::: EXERCISE MATERIAL :::

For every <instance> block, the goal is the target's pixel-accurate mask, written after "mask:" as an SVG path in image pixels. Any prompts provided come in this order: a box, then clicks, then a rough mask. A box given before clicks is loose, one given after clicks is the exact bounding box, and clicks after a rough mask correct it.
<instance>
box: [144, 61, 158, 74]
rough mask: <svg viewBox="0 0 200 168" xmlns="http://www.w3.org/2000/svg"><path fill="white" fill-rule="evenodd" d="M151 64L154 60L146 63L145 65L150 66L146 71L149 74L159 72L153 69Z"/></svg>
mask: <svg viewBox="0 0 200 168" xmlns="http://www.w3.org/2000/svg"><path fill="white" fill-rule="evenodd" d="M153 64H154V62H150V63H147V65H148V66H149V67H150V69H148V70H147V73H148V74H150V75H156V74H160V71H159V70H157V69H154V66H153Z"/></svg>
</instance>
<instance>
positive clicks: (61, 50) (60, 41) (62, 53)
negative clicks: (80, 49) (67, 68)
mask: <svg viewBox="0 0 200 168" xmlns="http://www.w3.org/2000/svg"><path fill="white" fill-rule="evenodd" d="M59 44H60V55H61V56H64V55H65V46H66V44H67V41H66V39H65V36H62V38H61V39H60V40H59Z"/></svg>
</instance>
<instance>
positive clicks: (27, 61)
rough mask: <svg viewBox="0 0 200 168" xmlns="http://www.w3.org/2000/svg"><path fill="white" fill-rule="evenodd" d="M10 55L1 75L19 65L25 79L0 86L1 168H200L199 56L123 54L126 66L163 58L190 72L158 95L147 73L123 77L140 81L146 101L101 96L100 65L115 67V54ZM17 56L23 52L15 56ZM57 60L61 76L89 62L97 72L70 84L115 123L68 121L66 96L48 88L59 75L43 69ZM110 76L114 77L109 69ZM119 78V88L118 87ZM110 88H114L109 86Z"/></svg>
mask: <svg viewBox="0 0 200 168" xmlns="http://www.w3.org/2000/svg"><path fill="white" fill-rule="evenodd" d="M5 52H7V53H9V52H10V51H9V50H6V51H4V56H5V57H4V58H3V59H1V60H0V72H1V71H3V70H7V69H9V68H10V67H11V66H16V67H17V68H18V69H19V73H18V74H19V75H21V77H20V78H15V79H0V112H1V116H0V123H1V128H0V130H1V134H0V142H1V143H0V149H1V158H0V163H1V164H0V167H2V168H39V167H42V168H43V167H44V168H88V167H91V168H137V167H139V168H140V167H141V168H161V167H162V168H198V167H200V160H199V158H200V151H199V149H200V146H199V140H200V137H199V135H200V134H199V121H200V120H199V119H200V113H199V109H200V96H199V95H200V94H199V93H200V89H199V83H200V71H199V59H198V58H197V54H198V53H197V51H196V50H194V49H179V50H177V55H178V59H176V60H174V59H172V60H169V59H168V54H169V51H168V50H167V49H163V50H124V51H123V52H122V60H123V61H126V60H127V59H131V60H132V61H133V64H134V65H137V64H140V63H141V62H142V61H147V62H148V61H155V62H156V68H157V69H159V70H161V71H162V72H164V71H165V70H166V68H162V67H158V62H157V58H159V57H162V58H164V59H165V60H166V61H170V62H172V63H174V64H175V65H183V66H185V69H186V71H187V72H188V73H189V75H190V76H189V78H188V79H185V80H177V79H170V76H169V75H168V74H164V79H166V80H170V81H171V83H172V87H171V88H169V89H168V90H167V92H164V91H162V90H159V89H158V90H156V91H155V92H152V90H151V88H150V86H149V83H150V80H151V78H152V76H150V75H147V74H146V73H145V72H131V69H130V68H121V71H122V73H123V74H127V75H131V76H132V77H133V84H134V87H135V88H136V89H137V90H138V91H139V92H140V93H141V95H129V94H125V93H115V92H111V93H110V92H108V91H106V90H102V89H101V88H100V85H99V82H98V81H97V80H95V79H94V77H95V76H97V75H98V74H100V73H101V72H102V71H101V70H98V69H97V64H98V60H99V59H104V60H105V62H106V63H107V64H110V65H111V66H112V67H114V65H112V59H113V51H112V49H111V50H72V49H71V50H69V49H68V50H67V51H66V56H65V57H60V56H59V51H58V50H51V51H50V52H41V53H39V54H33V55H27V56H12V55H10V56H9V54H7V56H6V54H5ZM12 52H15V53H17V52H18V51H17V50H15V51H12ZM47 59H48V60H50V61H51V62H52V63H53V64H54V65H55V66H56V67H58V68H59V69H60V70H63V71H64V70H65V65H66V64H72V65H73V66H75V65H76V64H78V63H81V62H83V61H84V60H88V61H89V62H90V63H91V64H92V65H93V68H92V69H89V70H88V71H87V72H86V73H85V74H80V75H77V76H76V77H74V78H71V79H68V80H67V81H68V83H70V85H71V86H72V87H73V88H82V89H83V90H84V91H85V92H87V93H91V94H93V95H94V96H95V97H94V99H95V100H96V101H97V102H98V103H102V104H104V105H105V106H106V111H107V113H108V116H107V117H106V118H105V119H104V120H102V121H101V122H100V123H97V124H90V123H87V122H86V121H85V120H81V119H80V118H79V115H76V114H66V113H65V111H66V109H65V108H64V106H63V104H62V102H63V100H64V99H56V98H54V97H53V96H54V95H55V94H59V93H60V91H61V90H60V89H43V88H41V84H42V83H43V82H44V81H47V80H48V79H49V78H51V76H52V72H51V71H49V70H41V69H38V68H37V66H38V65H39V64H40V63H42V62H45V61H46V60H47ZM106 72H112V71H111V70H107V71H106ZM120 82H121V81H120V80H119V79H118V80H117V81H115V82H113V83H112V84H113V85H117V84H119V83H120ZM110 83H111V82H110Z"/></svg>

:::

§ **ASSIGNED TASK**: Put every line of the material above into a Markdown table with two columns, Row and Line. Number each row, and skip blank lines.

§ **OUTPUT BELOW**:
| Row | Line |
|---|---|
| 1 | For every <instance> block, the goal is the target's pixel-accurate mask, written after "mask:" as an SVG path in image pixels. Any prompts provided come in this order: a box, then clicks, then a rough mask. A box given before clicks is loose, one given after clicks is the exact bounding box, and clicks after a rough mask correct it. |
| 2 | <instance> |
| 3 | box: [144, 61, 158, 74] |
| 4 | rough mask: <svg viewBox="0 0 200 168" xmlns="http://www.w3.org/2000/svg"><path fill="white" fill-rule="evenodd" d="M151 64L154 60L146 63L145 65L150 66L146 71L149 74L159 72L153 69Z"/></svg> |
| 5 | mask: <svg viewBox="0 0 200 168" xmlns="http://www.w3.org/2000/svg"><path fill="white" fill-rule="evenodd" d="M153 64H154V62H150V63H147V65H148V66H149V67H150V69H148V70H147V73H148V74H150V75H156V74H160V71H159V70H157V69H154V66H153Z"/></svg> |
| 6 | </instance> |
| 7 | <instance> |
| 8 | positive clicks: (61, 50) (60, 41) (62, 53) |
| 9 | negative clicks: (80, 49) (67, 68) |
| 10 | mask: <svg viewBox="0 0 200 168" xmlns="http://www.w3.org/2000/svg"><path fill="white" fill-rule="evenodd" d="M59 44H60V55H61V56H64V55H65V46H66V44H67V41H66V39H65V36H62V38H61V39H60V40H59Z"/></svg> |
| 11 | </instance> |
| 12 | <instance> |
| 13 | positive clicks: (27, 61) |
| 14 | rough mask: <svg viewBox="0 0 200 168" xmlns="http://www.w3.org/2000/svg"><path fill="white" fill-rule="evenodd" d="M10 55L1 75L19 65L25 79L0 86L1 168H200L199 56L123 54L126 66L163 58L190 72L158 95L147 73L123 77L140 81L146 101L101 96L100 65L115 67V54ZM17 56L23 52L15 56ZM57 60L61 76L89 62L97 72L70 84L115 123L68 121L66 96L48 88L59 75L43 69ZM110 76L114 77L109 69ZM119 78V88L118 87ZM110 88H114L109 86Z"/></svg> |
| 15 | mask: <svg viewBox="0 0 200 168" xmlns="http://www.w3.org/2000/svg"><path fill="white" fill-rule="evenodd" d="M5 52H7V53H9V52H10V51H9V50H6V51H4V56H5V57H4V58H3V59H1V60H0V72H1V71H3V70H7V69H9V68H10V67H11V66H16V67H17V68H18V69H19V73H18V74H19V75H21V77H20V78H15V79H0V112H1V116H0V123H1V128H0V130H1V134H0V142H1V143H0V149H1V158H0V163H1V164H0V167H2V168H39V167H42V168H43V167H44V168H88V167H91V168H137V167H139V168H140V167H141V168H161V167H162V168H198V167H200V160H199V158H200V151H199V149H200V146H199V140H200V137H199V135H200V134H199V121H200V120H199V119H200V113H199V109H200V96H199V95H200V94H199V93H200V89H199V83H200V71H199V59H198V58H197V54H198V53H197V51H196V50H194V49H179V50H177V55H178V59H176V60H174V59H172V60H169V59H168V54H169V51H168V50H167V49H163V50H124V51H123V52H122V60H123V61H126V60H127V59H131V60H132V61H133V64H134V65H137V64H140V63H141V62H142V61H147V62H148V61H155V62H156V68H157V69H159V70H161V71H162V72H164V71H165V70H166V68H162V67H158V62H157V58H159V57H162V58H164V59H165V60H166V61H170V62H172V63H174V64H175V65H183V66H185V69H186V71H187V72H188V73H189V75H190V76H189V78H188V79H185V80H177V79H170V76H169V75H168V74H164V79H166V80H170V81H171V83H172V87H171V88H169V89H168V90H167V92H164V91H162V90H159V89H158V90H156V91H155V92H152V90H151V88H150V86H149V83H150V80H151V78H152V76H150V75H147V74H146V73H145V72H131V69H130V68H121V71H122V73H123V74H127V75H131V76H132V77H133V84H134V87H135V88H136V89H137V90H138V91H139V92H140V93H141V95H129V94H125V93H115V92H111V93H110V92H108V91H106V90H102V89H101V88H100V85H99V82H98V81H97V80H95V79H94V77H95V76H97V75H98V74H100V73H101V72H102V71H101V70H98V69H97V64H98V60H99V59H104V60H105V62H106V63H107V64H110V65H111V66H112V67H114V65H112V59H113V51H112V49H111V50H72V49H71V50H69V49H68V50H67V51H66V56H65V57H60V56H59V51H58V50H51V51H50V52H41V53H39V54H33V55H27V56H12V55H10V56H9V54H7V56H6V54H5ZM12 52H15V53H17V52H18V51H17V50H15V51H12ZM47 59H48V60H50V61H51V62H52V63H53V64H54V65H55V66H56V67H58V68H59V69H60V70H63V71H64V70H65V65H66V64H72V65H73V66H75V65H76V64H78V63H81V62H83V61H84V60H88V61H89V62H90V63H91V64H92V65H93V68H92V69H89V70H88V71H87V72H86V73H85V74H80V75H77V76H76V77H74V78H71V79H68V80H67V81H68V83H70V85H71V86H72V87H73V88H82V89H83V90H84V91H85V92H87V93H91V94H93V95H94V96H95V97H94V99H95V100H96V101H97V102H98V103H102V104H104V105H105V106H106V111H107V113H108V116H107V117H106V118H105V119H104V120H102V121H101V122H100V123H97V124H90V123H87V122H86V121H85V120H81V119H80V118H79V115H76V114H66V113H65V111H66V109H65V108H64V106H63V104H62V102H63V100H64V99H56V98H54V97H53V96H54V95H55V94H59V93H60V91H61V90H60V89H43V88H41V84H42V83H43V82H44V81H47V80H48V79H49V78H51V76H52V72H51V71H49V70H41V69H38V68H37V66H38V65H39V64H40V63H42V62H45V61H46V60H47ZM106 72H112V71H111V70H107V71H106ZM120 82H121V81H120V80H119V79H118V80H117V81H115V82H113V83H112V84H113V85H117V84H119V83H120ZM110 83H111V82H110Z"/></svg> |